Saved entries:
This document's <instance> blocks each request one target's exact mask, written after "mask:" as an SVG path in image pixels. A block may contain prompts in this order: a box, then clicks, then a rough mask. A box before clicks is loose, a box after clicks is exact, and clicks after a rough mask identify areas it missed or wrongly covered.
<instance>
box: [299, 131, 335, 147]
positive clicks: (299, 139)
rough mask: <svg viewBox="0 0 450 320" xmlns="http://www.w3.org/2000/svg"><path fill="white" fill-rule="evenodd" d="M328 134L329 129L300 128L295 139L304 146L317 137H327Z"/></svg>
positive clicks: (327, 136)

==

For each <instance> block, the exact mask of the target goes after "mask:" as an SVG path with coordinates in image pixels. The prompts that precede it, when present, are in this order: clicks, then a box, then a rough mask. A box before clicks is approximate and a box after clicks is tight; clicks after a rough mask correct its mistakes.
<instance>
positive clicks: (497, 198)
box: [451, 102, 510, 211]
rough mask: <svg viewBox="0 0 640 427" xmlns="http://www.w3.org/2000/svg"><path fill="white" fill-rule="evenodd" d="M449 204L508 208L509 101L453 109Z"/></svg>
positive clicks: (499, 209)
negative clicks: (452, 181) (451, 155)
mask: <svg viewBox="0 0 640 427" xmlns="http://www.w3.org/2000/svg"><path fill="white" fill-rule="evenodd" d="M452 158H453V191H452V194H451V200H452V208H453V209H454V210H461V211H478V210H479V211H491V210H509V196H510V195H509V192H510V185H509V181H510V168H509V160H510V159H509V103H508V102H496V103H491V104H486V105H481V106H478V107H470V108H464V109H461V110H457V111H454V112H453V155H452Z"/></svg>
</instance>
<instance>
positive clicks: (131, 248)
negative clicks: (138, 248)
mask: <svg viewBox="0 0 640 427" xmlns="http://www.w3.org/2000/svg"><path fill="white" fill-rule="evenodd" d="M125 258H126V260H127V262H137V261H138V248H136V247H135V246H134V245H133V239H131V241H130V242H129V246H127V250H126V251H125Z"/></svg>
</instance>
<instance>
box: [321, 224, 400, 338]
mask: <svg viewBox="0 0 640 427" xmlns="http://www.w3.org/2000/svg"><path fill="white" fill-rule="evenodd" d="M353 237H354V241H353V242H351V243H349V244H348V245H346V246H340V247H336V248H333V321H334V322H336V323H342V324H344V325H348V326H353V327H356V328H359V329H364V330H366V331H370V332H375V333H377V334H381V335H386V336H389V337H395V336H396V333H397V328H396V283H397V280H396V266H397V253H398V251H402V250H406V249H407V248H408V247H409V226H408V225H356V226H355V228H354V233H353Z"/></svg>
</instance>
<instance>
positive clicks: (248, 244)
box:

What the task requires:
If a line of the data contains "positive", copy it out.

Answer for the task:
positive clicks: (299, 139)
positive clicks: (327, 136)
positive clicks: (497, 198)
positive clicks: (499, 209)
positive clicks: (131, 248)
positive clicks: (248, 244)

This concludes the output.